◆ Estratto del documento ◆
_ _ _ _
RITENUTO IN FATTO
1.1 II Tribunale di Modena, sezione per il riesame dei provvedimenti cautelari reali, con ordinanza in data 22 luglio 2022 respingeva l'istanza di riesame avanzata nell'interesse di C.A. avverso il decreto di sequestro preventivo emesso dal G.I.P. dello stesso tribunale in data (Omissis), con il quale era stato disposto il sequestro, anche per equivalente, della complessiva somma di (Omissis) Euro in relazione ai reati di dichiarazione fraudolenta D.Lgs. n. 74 del 2000, ex art. 2, omessa dichiarazione IVA ed autoriciclaggio, per avere trasferito i proventi dei reati fiscali all'indirizzo di società estere per poi dirottarli verso altre società italiane riconducibili sempre al C..
1.2 Avverso detta ordinanza proponeva ricorso per cassazione il difensore del C., avv.to Turi, deducendo, con distinti motivi qui riassunti ex art. 173 bis disp. att. c.p.p.:
- violazione dell'art. 606 c.p.p., lett. b), per inosservanza ed erronea applicazione della legge penale in relazione all'art. 648 quater c.p., e violazione dell'art. 606 c.p.p., lett. c), per error in procedendo e mancanza assoluta della motivazione;. in particolare si assumeva che il tribunale aveva errato nell'individuazione del profitto confiscabile per il reato di autoriciclaggio, individuato nel complesso delle somme movimentate tra le società riconducibili al ricorrente tra il 2015 ed il 2017, posto che era stata omessa qualunque analisi sugli effetti in termini di accrescimento patrimoniale per il C. a seguito di tali movimentazioni; invero, l'orientamento della Seconda Sezione Penale della Corte di cassazione con la sentenza Ceoldo, ha chiarito che il prodotto, profitto, prezzo dell'autoriciclaggio non coincide con quello del reato presupposto ma è da questo autonomo in quanto consistente nei proventi conseguiti dall'impiego del prodotto del reato presupposto in attività economiche, finanziarie o speculative. Posto quindi che il prodotto, profitto o prezzo del reato di autoriciclaggio deve essere qualcosa di ulteriore rispetto al provento del reato presupposto è confiscabile soltanto quanto conseguito in più a seguito dell'impiego del denaro proveniente dal delitto presupposto altrimenti dovendo coincidere il profitto del reato presupposto e quello di cui all'art. 648ter1 c.p.. Il G.I.P. ed il tribunale avevano omesso di motivare sul punto non essendo stati partitamente individuati i proventi conseguiti dall'impiego della somma autoriciclata, avendo confuso e sovrapposto il profitto del reato presupposto e quello di autoriciclaggio e non avendo indicato quale accrescimento patrimoniale C., aveva ottenuto dal reimpiego;
- violazione dell'art. 606 c.p.p., lett. b), per inosservanza della legge penale e per mancanza assoluta della motivazione quanto alla omessa indicazione del valore dei beni sequestrati posto che, dalla nota della Guardia di Finanza, il valore degli immobili sottoposti a sequestro era stato stimato in Euro 9.1000.000,00 di gran lunga superiore all'importo complessivo del provvedimento ablatorio, così che era stato violato il principio di proporzionalità del sequestro.
_ _ _ _
◆ Dati forniti ◆
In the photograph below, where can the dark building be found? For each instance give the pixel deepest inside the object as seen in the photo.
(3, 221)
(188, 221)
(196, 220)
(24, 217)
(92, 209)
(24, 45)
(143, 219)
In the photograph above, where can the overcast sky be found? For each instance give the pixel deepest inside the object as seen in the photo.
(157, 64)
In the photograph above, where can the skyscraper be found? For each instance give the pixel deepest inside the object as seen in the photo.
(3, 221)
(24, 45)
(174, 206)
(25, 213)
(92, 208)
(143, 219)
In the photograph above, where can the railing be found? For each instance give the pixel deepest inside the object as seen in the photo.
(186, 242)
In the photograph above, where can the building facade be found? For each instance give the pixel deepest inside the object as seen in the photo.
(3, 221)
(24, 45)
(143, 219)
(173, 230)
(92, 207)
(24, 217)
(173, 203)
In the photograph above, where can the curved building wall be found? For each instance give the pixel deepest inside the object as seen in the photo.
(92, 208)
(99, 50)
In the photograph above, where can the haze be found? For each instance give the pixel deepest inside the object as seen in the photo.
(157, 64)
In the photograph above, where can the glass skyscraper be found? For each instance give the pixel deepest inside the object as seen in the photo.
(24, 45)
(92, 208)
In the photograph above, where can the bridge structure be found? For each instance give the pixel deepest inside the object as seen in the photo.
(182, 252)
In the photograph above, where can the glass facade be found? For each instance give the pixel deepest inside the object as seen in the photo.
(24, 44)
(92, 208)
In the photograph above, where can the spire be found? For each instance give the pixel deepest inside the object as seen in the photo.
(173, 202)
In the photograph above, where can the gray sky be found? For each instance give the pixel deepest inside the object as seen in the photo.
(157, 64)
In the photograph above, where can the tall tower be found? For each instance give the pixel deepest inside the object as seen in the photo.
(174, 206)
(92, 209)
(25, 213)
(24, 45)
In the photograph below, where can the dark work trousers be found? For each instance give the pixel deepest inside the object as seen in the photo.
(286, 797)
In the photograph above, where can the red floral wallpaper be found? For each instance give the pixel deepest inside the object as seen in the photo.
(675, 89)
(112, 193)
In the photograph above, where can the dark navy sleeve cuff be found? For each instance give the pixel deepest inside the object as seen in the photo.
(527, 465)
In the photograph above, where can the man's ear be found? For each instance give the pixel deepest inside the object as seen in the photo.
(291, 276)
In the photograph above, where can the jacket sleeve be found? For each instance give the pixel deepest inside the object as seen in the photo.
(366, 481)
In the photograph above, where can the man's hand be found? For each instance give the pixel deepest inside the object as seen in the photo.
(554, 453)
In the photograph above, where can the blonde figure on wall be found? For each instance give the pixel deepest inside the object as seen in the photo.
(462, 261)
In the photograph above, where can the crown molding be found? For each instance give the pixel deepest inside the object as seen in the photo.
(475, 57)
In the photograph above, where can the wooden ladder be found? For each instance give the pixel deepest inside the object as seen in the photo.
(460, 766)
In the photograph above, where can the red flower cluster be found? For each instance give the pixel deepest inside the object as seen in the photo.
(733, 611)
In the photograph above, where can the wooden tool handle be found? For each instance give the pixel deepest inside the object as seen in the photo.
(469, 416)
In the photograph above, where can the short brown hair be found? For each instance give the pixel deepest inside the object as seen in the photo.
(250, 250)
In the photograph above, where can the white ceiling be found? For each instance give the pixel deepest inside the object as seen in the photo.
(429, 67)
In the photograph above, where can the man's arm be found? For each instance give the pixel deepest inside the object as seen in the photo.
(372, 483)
_ _ _ _
◆ Compito da svolgere ◆
Secondo l'estratto del documento, in quale data il Tribunale di Modena ha respinto con ordinanza l'istanza di riesame avanzata nell'interesse di C.A.?

◆ Risultato dell'esercizio ◆
Il 22 luglio 2022.